__What to work on__:
How many of the lines below contain the string "beige"? Reply with the number alone.

-------------------------

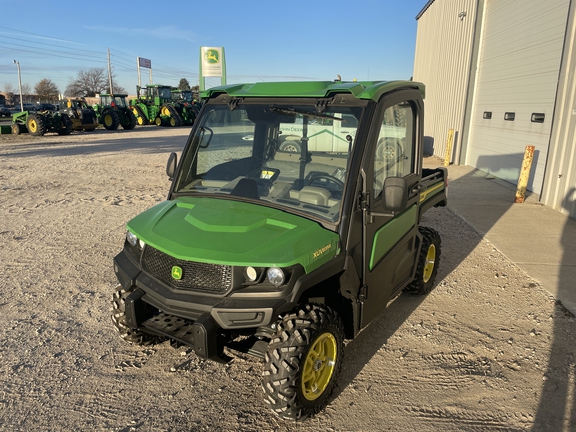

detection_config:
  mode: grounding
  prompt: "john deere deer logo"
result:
[206,50,220,63]
[172,266,182,280]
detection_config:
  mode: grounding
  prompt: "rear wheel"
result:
[262,304,344,420]
[404,227,441,295]
[102,109,120,130]
[112,285,162,346]
[26,114,45,136]
[122,110,136,130]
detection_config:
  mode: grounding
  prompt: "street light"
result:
[12,60,24,111]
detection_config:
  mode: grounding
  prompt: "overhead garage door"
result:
[466,0,569,194]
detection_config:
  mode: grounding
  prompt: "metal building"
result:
[414,0,576,218]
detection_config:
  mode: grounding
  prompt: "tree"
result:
[66,68,126,97]
[178,78,190,90]
[34,78,60,101]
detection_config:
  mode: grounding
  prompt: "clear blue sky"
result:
[0,0,427,94]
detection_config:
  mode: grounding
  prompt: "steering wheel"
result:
[306,174,344,190]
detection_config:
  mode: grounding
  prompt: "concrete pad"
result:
[436,162,576,314]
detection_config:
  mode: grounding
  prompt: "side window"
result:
[374,102,415,198]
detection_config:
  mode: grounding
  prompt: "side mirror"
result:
[166,152,178,180]
[383,177,408,213]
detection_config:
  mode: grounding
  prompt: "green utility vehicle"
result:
[12,110,72,136]
[93,94,136,130]
[130,84,172,126]
[112,81,447,419]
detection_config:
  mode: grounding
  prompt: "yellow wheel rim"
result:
[422,244,436,283]
[301,333,338,401]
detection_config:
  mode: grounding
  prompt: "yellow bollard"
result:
[514,146,535,203]
[444,129,454,166]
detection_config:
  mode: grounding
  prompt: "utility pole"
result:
[12,60,24,111]
[107,48,114,94]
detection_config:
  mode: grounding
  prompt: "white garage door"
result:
[466,0,569,194]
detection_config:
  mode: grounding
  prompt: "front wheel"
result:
[262,304,344,420]
[404,227,441,295]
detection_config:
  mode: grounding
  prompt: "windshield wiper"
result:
[270,107,348,123]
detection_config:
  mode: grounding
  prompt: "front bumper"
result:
[114,250,298,360]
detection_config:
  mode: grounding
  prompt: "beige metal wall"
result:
[541,1,576,219]
[413,0,478,161]
[465,0,570,194]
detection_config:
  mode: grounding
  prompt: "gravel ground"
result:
[0,127,576,431]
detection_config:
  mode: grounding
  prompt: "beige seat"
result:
[298,186,330,206]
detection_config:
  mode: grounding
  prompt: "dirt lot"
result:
[0,127,576,432]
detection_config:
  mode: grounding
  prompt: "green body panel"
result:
[370,205,418,270]
[202,81,425,102]
[128,197,339,273]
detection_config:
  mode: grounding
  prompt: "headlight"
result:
[266,267,285,286]
[126,231,138,247]
[244,267,258,282]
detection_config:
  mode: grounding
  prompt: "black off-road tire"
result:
[262,304,344,420]
[26,114,46,136]
[112,285,164,346]
[102,109,120,130]
[122,110,136,130]
[404,227,441,295]
[57,114,72,135]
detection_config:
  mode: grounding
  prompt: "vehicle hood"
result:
[127,197,339,272]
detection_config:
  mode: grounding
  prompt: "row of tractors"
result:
[12,84,200,136]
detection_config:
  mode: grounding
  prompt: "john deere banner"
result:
[200,47,226,90]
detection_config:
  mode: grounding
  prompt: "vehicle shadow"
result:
[532,188,576,431]
[333,155,576,431]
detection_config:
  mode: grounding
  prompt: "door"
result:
[362,90,422,327]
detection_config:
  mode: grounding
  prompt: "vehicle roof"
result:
[201,81,425,101]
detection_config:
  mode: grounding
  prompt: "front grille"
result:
[142,246,232,294]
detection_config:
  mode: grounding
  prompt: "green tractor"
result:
[60,98,100,132]
[93,94,136,130]
[12,111,72,136]
[130,84,172,126]
[161,90,200,126]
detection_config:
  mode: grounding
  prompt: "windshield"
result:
[174,104,363,222]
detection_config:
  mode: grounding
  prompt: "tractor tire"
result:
[112,285,164,346]
[58,114,72,135]
[262,304,344,420]
[102,109,120,130]
[166,105,184,127]
[404,227,441,295]
[132,106,149,126]
[26,114,46,136]
[122,110,136,130]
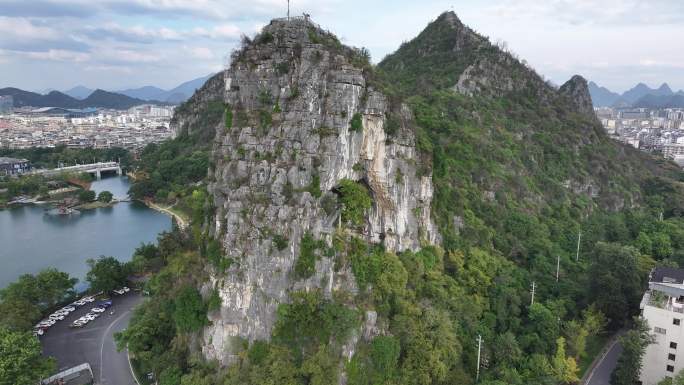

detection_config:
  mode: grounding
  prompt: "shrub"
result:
[384,115,401,136]
[173,286,209,332]
[207,289,222,311]
[349,112,363,132]
[276,61,290,75]
[273,234,289,251]
[294,233,325,279]
[273,290,359,348]
[306,174,323,198]
[97,191,114,203]
[339,179,373,226]
[321,193,337,215]
[224,106,233,130]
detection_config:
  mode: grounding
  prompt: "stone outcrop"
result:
[558,75,596,119]
[171,72,225,141]
[203,19,439,363]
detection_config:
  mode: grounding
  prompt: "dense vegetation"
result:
[0,146,133,168]
[119,11,684,385]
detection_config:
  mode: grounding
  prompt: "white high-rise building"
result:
[640,267,684,385]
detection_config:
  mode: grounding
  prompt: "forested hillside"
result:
[120,13,684,385]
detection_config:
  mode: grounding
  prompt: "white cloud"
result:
[183,46,214,60]
[23,49,90,63]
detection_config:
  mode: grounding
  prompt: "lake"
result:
[0,177,171,289]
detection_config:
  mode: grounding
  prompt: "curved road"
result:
[41,294,142,385]
[583,339,622,385]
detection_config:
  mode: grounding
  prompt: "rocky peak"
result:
[203,18,439,363]
[558,75,596,117]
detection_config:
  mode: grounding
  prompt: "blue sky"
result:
[0,0,684,91]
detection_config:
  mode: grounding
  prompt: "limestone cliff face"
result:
[558,75,596,118]
[203,19,439,363]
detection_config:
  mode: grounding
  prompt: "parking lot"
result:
[40,292,142,385]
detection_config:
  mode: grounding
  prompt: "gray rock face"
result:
[203,19,439,363]
[558,75,596,118]
[171,73,225,136]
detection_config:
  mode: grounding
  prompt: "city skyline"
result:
[0,0,684,92]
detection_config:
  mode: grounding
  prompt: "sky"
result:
[0,0,684,92]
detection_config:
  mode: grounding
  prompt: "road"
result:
[41,293,142,385]
[585,341,622,385]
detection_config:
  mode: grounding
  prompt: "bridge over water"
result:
[34,162,121,179]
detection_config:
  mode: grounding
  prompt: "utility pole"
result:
[475,334,482,382]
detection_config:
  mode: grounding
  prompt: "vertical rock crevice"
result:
[203,19,439,363]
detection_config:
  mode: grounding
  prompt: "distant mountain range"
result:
[64,74,213,104]
[589,82,684,108]
[0,75,212,110]
[0,87,162,110]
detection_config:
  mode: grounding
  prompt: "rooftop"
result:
[648,267,684,285]
[0,156,28,164]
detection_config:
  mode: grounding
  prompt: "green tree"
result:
[552,337,579,384]
[173,286,209,332]
[86,256,129,293]
[589,242,648,327]
[0,268,78,330]
[658,370,684,385]
[610,318,653,385]
[564,320,589,360]
[0,327,56,385]
[339,179,373,226]
[78,190,95,203]
[97,191,114,203]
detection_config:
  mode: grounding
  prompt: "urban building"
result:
[0,157,31,176]
[641,267,684,385]
[0,95,14,114]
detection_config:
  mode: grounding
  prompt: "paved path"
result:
[584,339,622,385]
[41,294,142,385]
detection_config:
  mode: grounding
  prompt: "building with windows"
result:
[0,95,14,114]
[0,157,31,175]
[640,267,684,385]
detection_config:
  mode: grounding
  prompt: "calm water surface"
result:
[0,177,171,288]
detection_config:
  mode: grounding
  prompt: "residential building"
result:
[0,157,31,176]
[640,267,684,385]
[0,95,14,114]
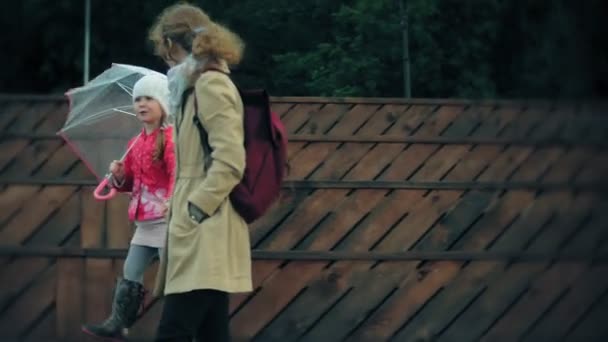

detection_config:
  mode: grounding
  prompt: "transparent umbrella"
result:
[58,64,165,200]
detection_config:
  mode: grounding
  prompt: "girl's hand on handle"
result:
[110,160,125,182]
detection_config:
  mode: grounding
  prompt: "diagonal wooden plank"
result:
[383,105,437,137]
[500,105,551,139]
[483,204,606,341]
[564,293,608,342]
[294,102,516,340]
[471,105,522,138]
[310,106,405,179]
[82,258,114,323]
[55,259,85,341]
[0,101,29,131]
[0,267,56,341]
[79,187,107,248]
[260,189,348,250]
[393,194,567,340]
[249,108,468,340]
[0,258,50,312]
[296,103,351,134]
[355,123,572,338]
[0,194,79,309]
[521,264,608,342]
[543,147,594,182]
[26,191,80,246]
[351,192,531,340]
[276,105,516,340]
[23,307,57,342]
[0,139,30,171]
[388,130,580,338]
[439,198,596,341]
[282,103,322,134]
[106,194,134,248]
[0,186,77,244]
[235,107,452,336]
[270,103,297,118]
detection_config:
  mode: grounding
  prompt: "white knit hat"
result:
[133,74,173,115]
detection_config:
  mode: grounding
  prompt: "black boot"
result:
[82,279,145,341]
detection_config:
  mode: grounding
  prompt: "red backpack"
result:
[193,80,287,223]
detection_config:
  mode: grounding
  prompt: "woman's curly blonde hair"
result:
[149,3,245,65]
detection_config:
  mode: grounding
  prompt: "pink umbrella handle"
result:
[93,177,116,201]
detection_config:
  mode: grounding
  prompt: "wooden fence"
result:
[0,96,608,342]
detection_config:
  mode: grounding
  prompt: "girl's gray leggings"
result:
[123,244,162,284]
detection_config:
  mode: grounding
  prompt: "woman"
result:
[150,4,252,341]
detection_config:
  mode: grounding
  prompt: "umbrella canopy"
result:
[58,64,166,199]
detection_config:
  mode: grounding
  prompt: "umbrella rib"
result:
[62,106,136,131]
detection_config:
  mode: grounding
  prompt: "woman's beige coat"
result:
[155,63,252,295]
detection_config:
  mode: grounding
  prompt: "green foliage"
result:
[0,0,608,98]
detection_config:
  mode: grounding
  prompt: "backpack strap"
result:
[188,66,240,171]
[191,88,211,172]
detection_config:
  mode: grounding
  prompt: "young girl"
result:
[83,75,175,340]
[150,4,252,342]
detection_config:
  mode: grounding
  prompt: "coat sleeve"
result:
[188,72,245,216]
[163,127,175,197]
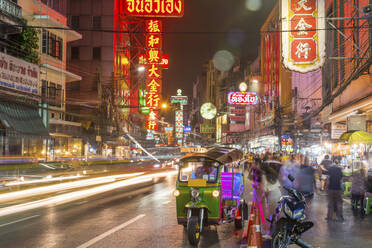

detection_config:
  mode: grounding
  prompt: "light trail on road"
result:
[5,175,83,187]
[0,172,144,203]
[0,171,178,216]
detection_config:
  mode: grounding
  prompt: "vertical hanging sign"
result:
[144,19,162,130]
[282,0,325,73]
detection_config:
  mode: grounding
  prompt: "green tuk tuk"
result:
[174,147,248,245]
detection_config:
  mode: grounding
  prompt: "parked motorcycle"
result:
[270,175,314,248]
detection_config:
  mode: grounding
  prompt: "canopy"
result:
[181,147,243,164]
[0,102,49,136]
[340,131,372,145]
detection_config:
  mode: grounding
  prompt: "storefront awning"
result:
[0,102,49,136]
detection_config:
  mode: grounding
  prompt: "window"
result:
[42,30,63,59]
[71,47,80,59]
[71,16,80,28]
[55,84,63,107]
[48,82,56,101]
[69,81,80,91]
[41,0,61,12]
[42,30,48,54]
[93,47,101,60]
[93,16,101,29]
[41,80,48,98]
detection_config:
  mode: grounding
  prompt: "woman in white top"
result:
[261,161,282,237]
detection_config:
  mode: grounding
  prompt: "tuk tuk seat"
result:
[221,172,241,199]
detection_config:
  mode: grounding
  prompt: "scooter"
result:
[269,175,314,248]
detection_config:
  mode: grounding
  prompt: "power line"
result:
[0,22,372,35]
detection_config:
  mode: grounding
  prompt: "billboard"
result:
[282,0,325,73]
[227,92,258,105]
[0,53,40,95]
[124,0,184,17]
[183,126,191,133]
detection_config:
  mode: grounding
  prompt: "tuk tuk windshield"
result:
[179,161,219,183]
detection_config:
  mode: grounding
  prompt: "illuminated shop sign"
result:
[282,0,325,73]
[125,0,184,17]
[183,126,191,133]
[227,92,258,105]
[175,110,183,139]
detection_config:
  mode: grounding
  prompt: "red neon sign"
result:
[145,19,163,33]
[161,54,169,69]
[227,92,258,105]
[146,110,159,130]
[146,49,162,64]
[146,34,162,48]
[124,0,184,17]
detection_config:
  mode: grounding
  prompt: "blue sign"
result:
[183,126,191,133]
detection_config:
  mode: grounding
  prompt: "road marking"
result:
[77,214,146,248]
[0,215,40,227]
[75,201,88,205]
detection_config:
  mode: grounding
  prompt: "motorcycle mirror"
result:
[288,174,294,182]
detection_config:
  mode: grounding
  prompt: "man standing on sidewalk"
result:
[319,155,332,191]
[326,159,344,221]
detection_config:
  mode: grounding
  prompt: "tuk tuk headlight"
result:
[191,189,200,198]
[212,190,220,198]
[173,189,181,197]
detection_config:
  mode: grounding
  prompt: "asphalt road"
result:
[0,177,372,248]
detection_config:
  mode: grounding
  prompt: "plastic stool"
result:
[344,182,351,196]
[364,197,372,215]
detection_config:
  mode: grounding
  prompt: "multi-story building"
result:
[322,0,372,139]
[18,0,83,158]
[252,1,322,151]
[0,0,48,156]
[66,0,135,153]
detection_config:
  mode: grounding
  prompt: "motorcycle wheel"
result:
[271,230,290,248]
[187,216,200,246]
[234,202,248,229]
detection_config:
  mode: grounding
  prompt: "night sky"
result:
[163,0,276,99]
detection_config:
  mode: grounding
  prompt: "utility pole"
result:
[274,97,282,151]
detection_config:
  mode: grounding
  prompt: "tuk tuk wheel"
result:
[187,216,200,245]
[234,204,245,229]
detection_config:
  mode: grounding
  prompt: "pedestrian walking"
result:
[250,158,270,238]
[318,155,332,191]
[294,156,316,203]
[279,154,298,195]
[326,159,344,221]
[351,168,367,217]
[261,160,281,236]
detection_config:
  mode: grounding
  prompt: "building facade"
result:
[18,0,83,159]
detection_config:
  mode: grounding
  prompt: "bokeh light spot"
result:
[213,50,234,71]
[227,29,244,46]
[245,0,262,11]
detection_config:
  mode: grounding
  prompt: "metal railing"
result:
[0,0,22,19]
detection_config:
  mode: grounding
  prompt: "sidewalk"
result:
[303,192,372,248]
[246,176,372,248]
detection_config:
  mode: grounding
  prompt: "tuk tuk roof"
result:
[181,147,243,164]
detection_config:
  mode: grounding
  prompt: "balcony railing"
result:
[0,0,22,19]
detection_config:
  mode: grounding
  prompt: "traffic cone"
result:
[242,202,255,240]
[254,205,262,248]
[241,203,262,248]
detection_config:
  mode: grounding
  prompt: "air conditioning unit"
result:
[363,4,372,14]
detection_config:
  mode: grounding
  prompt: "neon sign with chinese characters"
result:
[227,92,258,105]
[124,0,184,17]
[146,110,159,130]
[282,0,325,73]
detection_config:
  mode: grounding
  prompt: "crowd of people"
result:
[249,153,372,238]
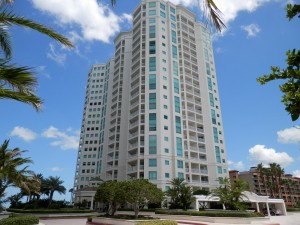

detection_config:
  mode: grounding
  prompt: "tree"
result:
[0,140,34,200]
[166,178,195,210]
[257,4,300,121]
[95,181,125,216]
[45,176,66,205]
[0,0,74,110]
[125,179,164,218]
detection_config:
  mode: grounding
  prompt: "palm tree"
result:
[0,0,74,111]
[0,140,35,199]
[45,176,66,205]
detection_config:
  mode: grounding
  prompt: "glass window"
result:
[176,137,183,156]
[174,96,180,113]
[207,77,212,91]
[209,93,215,107]
[174,78,179,94]
[149,113,156,131]
[149,159,157,167]
[149,18,155,23]
[149,2,156,8]
[210,109,217,124]
[149,9,156,16]
[149,25,155,38]
[149,41,156,54]
[175,116,181,134]
[149,57,156,71]
[177,160,183,169]
[149,171,157,180]
[149,93,156,109]
[149,74,156,90]
[149,135,157,154]
[213,127,219,143]
[172,45,177,59]
[171,30,177,44]
[215,146,221,163]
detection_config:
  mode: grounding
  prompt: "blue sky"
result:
[0,0,300,200]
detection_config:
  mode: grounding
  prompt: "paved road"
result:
[40,212,300,225]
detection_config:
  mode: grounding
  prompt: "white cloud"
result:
[241,24,260,37]
[47,43,67,65]
[32,0,128,43]
[42,126,79,150]
[293,170,300,178]
[227,160,245,170]
[51,166,63,172]
[249,145,294,167]
[10,126,37,142]
[277,127,300,144]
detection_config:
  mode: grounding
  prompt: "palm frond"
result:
[203,0,226,32]
[0,24,11,59]
[0,10,74,47]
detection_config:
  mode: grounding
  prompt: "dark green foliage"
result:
[166,178,195,210]
[155,210,263,217]
[136,220,178,225]
[0,216,39,225]
[257,4,300,121]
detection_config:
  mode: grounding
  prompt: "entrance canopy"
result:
[194,191,286,216]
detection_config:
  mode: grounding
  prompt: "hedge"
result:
[0,216,39,225]
[6,209,94,213]
[136,220,178,225]
[155,210,264,217]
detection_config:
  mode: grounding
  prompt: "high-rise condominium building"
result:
[74,0,228,202]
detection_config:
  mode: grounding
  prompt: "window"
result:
[176,137,183,156]
[170,6,175,14]
[217,166,222,174]
[174,78,179,94]
[210,109,217,124]
[149,74,156,90]
[207,77,212,91]
[171,30,177,44]
[209,93,215,107]
[149,18,155,23]
[178,173,184,179]
[149,9,156,16]
[177,160,183,169]
[149,171,157,180]
[149,41,156,54]
[149,2,156,8]
[173,61,178,76]
[160,11,166,18]
[175,116,181,134]
[149,25,155,38]
[149,113,156,131]
[172,45,177,59]
[174,96,180,113]
[149,135,157,154]
[149,93,156,109]
[215,146,221,163]
[213,127,219,143]
[149,57,156,71]
[149,159,157,167]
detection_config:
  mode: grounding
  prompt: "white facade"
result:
[74,0,228,197]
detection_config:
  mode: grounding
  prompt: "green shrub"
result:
[136,220,177,225]
[155,210,263,217]
[0,216,39,225]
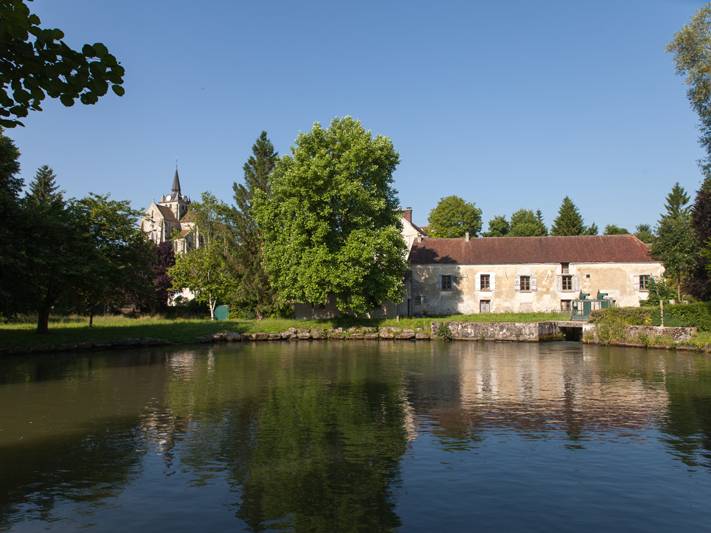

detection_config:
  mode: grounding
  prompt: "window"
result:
[519,276,531,291]
[560,274,573,291]
[442,276,452,291]
[639,274,652,291]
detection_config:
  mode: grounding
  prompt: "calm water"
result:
[0,342,711,532]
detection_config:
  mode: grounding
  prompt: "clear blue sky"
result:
[7,0,703,229]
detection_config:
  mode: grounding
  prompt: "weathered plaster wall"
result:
[411,263,664,315]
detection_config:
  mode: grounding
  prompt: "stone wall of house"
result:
[411,263,664,316]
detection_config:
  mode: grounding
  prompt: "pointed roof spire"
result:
[170,165,180,196]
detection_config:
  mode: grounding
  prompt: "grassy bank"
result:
[0,313,566,351]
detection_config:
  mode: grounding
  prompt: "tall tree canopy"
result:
[508,209,548,237]
[0,0,124,128]
[73,194,156,326]
[652,183,698,300]
[551,196,586,236]
[427,196,481,238]
[254,117,405,314]
[634,224,654,244]
[23,166,93,333]
[484,215,511,237]
[0,129,26,316]
[605,224,629,235]
[232,131,279,318]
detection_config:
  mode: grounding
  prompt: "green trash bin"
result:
[215,305,230,320]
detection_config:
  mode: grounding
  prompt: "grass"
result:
[0,313,567,352]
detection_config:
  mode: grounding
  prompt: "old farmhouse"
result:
[408,235,664,315]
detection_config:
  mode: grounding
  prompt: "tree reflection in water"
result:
[0,341,711,531]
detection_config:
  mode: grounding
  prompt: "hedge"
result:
[590,302,711,331]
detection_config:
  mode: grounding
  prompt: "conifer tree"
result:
[508,209,548,237]
[232,131,279,318]
[0,129,26,316]
[652,183,698,300]
[551,196,585,236]
[687,176,711,300]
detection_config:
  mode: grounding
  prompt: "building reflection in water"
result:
[0,342,711,531]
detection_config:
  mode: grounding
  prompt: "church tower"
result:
[158,167,190,216]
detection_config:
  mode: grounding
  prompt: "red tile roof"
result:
[410,235,655,265]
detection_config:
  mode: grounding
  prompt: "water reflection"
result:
[0,342,711,531]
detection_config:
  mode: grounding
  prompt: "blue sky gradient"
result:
[6,0,703,229]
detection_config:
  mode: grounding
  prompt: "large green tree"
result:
[652,183,698,300]
[232,131,279,319]
[168,241,236,320]
[254,117,405,314]
[484,215,511,237]
[508,209,548,237]
[427,196,481,238]
[551,196,585,236]
[22,166,93,333]
[74,194,157,326]
[605,224,629,235]
[667,4,711,299]
[0,129,26,316]
[634,224,654,244]
[0,0,124,128]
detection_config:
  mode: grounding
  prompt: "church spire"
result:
[170,165,180,196]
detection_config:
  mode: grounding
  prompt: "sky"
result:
[6,0,703,229]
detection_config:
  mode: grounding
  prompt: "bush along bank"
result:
[583,303,711,352]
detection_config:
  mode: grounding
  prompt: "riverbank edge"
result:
[0,321,711,355]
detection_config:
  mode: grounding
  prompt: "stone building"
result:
[141,168,201,254]
[407,235,664,315]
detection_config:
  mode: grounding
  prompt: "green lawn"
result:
[0,313,567,351]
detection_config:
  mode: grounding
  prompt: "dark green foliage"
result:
[254,117,406,315]
[0,129,26,317]
[583,222,600,235]
[686,177,711,300]
[551,196,585,236]
[427,196,481,238]
[232,131,279,318]
[71,194,156,325]
[605,224,629,235]
[484,215,511,237]
[0,0,124,128]
[634,224,654,244]
[590,302,711,331]
[23,167,93,333]
[652,183,699,300]
[508,209,548,237]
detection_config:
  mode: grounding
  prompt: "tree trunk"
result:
[37,305,49,334]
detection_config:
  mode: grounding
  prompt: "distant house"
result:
[141,168,200,254]
[408,235,664,315]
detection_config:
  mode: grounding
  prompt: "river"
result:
[0,341,711,533]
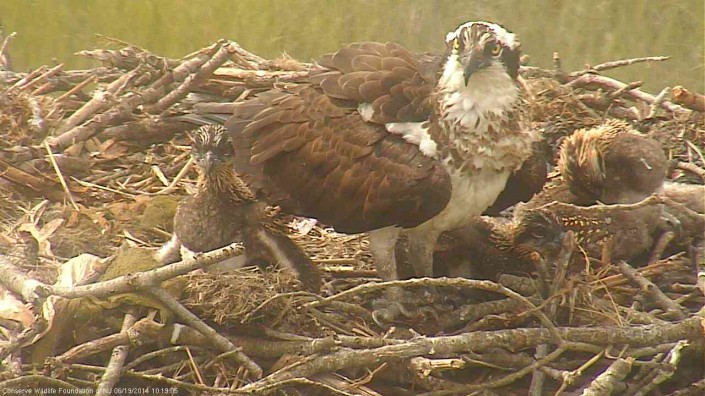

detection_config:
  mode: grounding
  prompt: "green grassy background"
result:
[0,0,705,92]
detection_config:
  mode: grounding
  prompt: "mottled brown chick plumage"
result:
[558,120,668,204]
[159,125,321,291]
[515,201,670,260]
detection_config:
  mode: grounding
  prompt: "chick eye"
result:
[530,228,546,239]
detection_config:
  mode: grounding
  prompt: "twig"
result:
[646,87,671,119]
[137,280,262,378]
[676,161,705,181]
[566,74,688,113]
[617,261,687,320]
[529,231,576,396]
[671,85,705,112]
[56,76,98,103]
[238,317,702,392]
[144,40,235,114]
[304,277,557,342]
[44,140,80,212]
[15,63,64,91]
[50,243,243,298]
[582,357,634,396]
[95,313,137,395]
[647,231,676,265]
[627,341,688,396]
[0,375,79,391]
[0,255,51,303]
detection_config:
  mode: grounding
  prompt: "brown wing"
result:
[485,141,552,216]
[226,84,451,232]
[310,43,440,124]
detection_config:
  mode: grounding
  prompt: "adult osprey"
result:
[225,22,539,280]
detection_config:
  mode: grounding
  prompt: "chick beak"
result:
[203,152,215,174]
[463,48,490,86]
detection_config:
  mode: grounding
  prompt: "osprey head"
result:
[189,125,233,175]
[446,22,521,85]
[512,209,565,259]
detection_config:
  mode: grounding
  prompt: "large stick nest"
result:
[0,35,705,395]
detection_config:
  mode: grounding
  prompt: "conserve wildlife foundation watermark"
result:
[0,387,178,395]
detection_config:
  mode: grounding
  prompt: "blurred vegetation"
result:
[0,0,705,92]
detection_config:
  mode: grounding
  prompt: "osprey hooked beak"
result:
[198,151,217,174]
[462,47,492,86]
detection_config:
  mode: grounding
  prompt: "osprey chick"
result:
[226,22,539,300]
[158,125,321,291]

-------------------------

__Task output__:
3